# [What you have to do]
Edit the material from the line containing "Annotation guideline — the target class is hooked" through the line containing "299;147;323;164" by swapping "rectangle" for "box", changing nothing else. Return only those lines.
_____
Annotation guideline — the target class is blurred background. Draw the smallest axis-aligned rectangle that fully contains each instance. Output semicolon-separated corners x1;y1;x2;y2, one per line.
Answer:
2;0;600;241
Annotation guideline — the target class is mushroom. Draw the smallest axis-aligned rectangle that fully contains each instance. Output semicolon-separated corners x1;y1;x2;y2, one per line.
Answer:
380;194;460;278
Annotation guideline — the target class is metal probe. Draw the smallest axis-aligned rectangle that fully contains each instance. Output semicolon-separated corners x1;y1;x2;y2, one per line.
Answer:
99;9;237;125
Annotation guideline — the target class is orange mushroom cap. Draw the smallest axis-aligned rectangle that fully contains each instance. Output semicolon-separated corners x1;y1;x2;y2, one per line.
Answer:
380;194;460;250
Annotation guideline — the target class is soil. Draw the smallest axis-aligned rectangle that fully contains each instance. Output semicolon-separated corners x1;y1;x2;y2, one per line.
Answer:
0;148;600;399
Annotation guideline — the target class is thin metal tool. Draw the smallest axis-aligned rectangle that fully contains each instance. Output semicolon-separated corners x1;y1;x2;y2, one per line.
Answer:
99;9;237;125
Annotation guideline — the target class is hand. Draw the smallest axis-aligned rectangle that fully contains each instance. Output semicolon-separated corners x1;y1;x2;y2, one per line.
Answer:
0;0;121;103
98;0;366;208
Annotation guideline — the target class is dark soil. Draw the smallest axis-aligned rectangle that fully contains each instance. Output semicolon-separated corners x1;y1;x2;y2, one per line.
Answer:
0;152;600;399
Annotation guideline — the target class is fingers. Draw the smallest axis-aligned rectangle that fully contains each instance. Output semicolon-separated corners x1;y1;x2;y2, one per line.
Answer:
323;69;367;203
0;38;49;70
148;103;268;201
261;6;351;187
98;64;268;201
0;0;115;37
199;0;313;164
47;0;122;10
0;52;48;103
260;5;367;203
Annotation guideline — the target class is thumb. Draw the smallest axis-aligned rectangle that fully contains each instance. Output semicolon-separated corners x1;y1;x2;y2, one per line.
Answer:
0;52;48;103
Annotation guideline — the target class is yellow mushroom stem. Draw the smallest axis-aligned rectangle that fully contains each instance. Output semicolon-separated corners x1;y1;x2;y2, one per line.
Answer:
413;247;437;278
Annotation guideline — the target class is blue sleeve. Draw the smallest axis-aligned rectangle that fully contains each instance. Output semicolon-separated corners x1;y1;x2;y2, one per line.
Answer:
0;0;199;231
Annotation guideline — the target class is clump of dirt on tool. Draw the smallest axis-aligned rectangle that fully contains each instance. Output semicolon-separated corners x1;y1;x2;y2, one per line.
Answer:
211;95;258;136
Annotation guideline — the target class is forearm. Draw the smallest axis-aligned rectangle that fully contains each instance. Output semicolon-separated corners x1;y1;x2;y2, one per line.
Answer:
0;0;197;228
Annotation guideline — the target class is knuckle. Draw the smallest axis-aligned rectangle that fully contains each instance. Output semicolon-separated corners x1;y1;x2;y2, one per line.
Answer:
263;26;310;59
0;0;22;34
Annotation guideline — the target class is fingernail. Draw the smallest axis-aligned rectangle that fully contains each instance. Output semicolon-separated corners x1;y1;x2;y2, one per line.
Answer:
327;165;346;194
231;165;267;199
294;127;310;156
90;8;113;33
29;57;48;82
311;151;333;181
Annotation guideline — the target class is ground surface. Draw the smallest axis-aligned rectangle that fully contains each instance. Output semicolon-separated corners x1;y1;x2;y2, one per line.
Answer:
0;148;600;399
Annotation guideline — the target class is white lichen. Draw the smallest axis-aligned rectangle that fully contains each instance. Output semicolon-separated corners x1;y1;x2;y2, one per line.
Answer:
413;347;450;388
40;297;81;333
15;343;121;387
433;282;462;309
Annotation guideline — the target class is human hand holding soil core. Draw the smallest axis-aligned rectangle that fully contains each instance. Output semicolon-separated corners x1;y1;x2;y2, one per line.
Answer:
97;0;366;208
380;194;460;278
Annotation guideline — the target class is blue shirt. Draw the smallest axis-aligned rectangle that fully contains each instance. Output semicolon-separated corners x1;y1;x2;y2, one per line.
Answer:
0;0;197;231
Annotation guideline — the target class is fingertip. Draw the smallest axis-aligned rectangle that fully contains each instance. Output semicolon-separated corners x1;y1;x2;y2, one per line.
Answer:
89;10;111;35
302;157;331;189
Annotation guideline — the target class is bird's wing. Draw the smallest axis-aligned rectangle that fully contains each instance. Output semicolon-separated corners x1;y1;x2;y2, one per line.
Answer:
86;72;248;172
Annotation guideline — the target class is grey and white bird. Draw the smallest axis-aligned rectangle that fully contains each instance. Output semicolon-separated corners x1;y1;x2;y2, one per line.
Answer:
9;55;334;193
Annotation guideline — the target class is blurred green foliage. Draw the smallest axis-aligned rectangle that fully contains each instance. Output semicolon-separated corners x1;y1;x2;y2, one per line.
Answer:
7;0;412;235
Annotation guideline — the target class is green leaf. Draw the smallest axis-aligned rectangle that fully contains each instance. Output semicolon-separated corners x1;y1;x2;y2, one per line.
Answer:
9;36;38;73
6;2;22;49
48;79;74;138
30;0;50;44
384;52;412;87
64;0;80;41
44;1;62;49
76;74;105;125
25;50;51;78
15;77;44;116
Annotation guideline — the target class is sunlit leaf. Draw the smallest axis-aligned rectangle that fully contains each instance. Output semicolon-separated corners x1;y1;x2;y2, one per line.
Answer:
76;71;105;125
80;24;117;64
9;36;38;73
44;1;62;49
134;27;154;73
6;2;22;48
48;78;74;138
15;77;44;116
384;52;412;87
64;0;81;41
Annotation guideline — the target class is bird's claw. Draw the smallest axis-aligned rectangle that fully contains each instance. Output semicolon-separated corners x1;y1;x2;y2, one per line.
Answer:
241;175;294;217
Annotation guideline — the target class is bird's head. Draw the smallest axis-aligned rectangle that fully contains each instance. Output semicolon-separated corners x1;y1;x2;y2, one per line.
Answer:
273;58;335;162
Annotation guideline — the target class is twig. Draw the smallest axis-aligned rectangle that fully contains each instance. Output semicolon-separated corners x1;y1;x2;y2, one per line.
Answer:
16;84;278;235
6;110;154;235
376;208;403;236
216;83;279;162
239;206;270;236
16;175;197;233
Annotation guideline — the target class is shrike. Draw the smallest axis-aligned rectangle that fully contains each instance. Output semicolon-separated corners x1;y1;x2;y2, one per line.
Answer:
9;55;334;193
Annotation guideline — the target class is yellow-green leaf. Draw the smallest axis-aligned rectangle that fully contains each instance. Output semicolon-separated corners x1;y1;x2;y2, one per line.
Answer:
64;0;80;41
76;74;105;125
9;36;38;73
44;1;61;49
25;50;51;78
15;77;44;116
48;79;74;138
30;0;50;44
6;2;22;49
_____
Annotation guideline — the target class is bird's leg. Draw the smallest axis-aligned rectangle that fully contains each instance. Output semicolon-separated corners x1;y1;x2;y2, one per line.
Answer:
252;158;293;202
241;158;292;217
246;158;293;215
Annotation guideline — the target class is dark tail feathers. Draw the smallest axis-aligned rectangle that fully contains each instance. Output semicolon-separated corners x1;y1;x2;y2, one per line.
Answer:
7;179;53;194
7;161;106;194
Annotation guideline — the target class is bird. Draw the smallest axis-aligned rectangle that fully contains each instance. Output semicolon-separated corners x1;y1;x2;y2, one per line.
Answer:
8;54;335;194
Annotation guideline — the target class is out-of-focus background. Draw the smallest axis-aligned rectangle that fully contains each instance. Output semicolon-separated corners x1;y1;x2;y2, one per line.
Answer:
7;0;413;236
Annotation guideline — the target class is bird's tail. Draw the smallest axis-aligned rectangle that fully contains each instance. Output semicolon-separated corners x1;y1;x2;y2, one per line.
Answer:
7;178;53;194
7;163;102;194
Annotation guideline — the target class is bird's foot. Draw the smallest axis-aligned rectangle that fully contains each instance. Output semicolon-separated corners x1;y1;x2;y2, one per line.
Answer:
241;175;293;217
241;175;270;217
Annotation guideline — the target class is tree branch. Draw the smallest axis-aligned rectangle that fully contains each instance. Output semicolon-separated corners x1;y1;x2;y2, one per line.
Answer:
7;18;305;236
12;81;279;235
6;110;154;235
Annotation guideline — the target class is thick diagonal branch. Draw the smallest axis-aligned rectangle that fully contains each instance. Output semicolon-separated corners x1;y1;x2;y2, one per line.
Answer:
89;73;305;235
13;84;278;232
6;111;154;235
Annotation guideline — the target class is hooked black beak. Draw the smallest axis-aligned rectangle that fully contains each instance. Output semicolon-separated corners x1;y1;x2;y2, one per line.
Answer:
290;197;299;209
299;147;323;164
_____
# [Complete output]
Annotation guideline — the target class is hooked black beak. Draw the smallest axis-aligned box that fully contains each instance. Output semicolon-separated corners x1;y1;x2;y2, one per line.
Answer:
290;197;299;209
299;147;323;164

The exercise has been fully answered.